Start of Material provided

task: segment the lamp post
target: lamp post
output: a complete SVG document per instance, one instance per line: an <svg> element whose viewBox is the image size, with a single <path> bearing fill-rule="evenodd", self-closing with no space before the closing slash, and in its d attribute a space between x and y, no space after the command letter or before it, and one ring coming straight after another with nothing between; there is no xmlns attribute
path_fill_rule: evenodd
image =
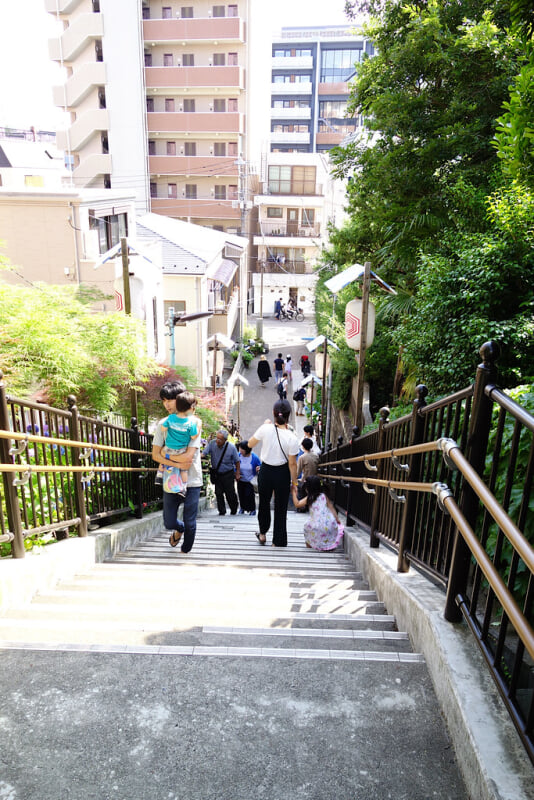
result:
<svg viewBox="0 0 534 800"><path fill-rule="evenodd" d="M167 316L167 327L169 328L169 333L167 336L170 336L170 343L169 343L169 351L171 356L171 367L176 366L176 359L175 359L175 345L174 345L174 328L178 325L179 322L193 322L196 319L204 319L206 317L212 317L213 311L194 311L191 314L176 314L174 311L174 307L170 306Z"/></svg>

End of Material provided

◆ Work order ◆
The full set of entries should be transcribed exactly, pictures left aside.

◆ Task answer ◆
task: segment the lamp post
target: lamp post
output: a complete SVG document per instance, one instance per line: an <svg> element whose viewBox is the image size, with a single <path> bearing fill-rule="evenodd", self-closing with no space before the closing slash, and in its d attribute a space between x and y, no space after the command letter or before it, and one ring coming straight after another with nothing between; there is no xmlns attribute
path_fill_rule: evenodd
image =
result:
<svg viewBox="0 0 534 800"><path fill-rule="evenodd" d="M167 316L167 327L169 328L169 333L167 336L170 336L170 343L169 343L169 351L171 356L171 367L176 366L176 359L175 359L175 345L174 345L174 328L178 325L179 322L193 322L196 319L204 319L206 317L212 317L213 311L194 311L191 314L176 314L174 311L174 307L170 306Z"/></svg>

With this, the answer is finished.